- **Task statement**
Express the lines below as a JSON list of strings, one string per line, with blank lines skipped. Leave out the picture.

──────────

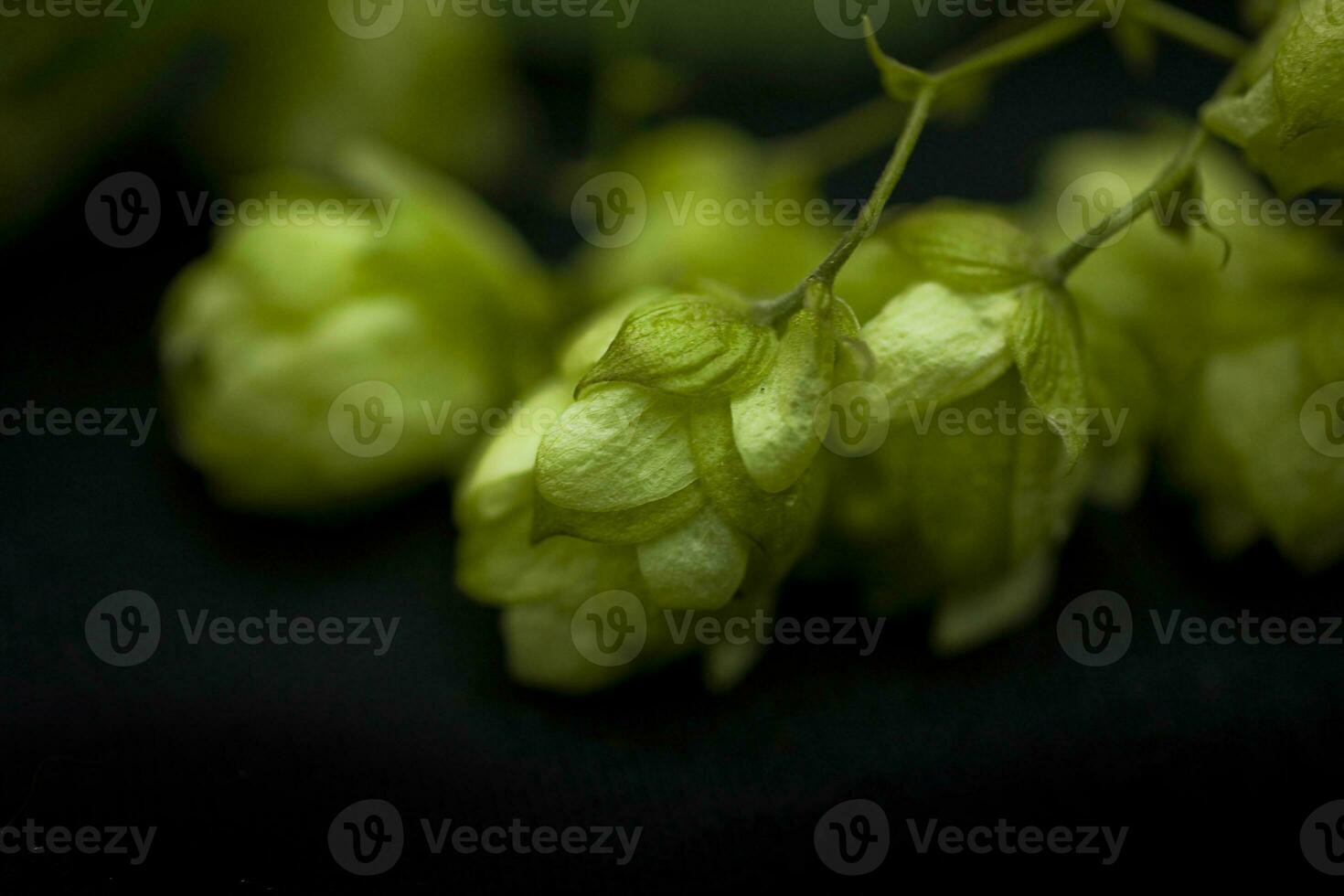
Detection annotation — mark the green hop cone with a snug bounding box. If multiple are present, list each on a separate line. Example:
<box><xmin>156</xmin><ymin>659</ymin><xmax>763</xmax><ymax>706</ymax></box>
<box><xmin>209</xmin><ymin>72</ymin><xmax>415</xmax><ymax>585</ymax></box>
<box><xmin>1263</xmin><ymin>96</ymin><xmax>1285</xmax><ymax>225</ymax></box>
<box><xmin>1203</xmin><ymin>0</ymin><xmax>1344</xmax><ymax>197</ymax></box>
<box><xmin>1036</xmin><ymin>127</ymin><xmax>1344</xmax><ymax>570</ymax></box>
<box><xmin>455</xmin><ymin>292</ymin><xmax>858</xmax><ymax>693</ymax></box>
<box><xmin>160</xmin><ymin>145</ymin><xmax>549</xmax><ymax>513</ymax></box>
<box><xmin>832</xmin><ymin>203</ymin><xmax>1135</xmax><ymax>653</ymax></box>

──────────

- **Expected answer**
[
  "Detection annotation — mark the green hop cone with a snug bounding box. If multiple are present, list each on a separate line. Example:",
  "<box><xmin>156</xmin><ymin>659</ymin><xmax>763</xmax><ymax>706</ymax></box>",
  "<box><xmin>209</xmin><ymin>72</ymin><xmax>415</xmax><ymax>585</ymax></box>",
  "<box><xmin>1263</xmin><ymin>96</ymin><xmax>1285</xmax><ymax>225</ymax></box>",
  "<box><xmin>1203</xmin><ymin>0</ymin><xmax>1344</xmax><ymax>197</ymax></box>",
  "<box><xmin>1036</xmin><ymin>127</ymin><xmax>1344</xmax><ymax>570</ymax></box>",
  "<box><xmin>455</xmin><ymin>292</ymin><xmax>858</xmax><ymax>693</ymax></box>",
  "<box><xmin>160</xmin><ymin>145</ymin><xmax>549</xmax><ymax>513</ymax></box>",
  "<box><xmin>832</xmin><ymin>203</ymin><xmax>1135</xmax><ymax>653</ymax></box>"
]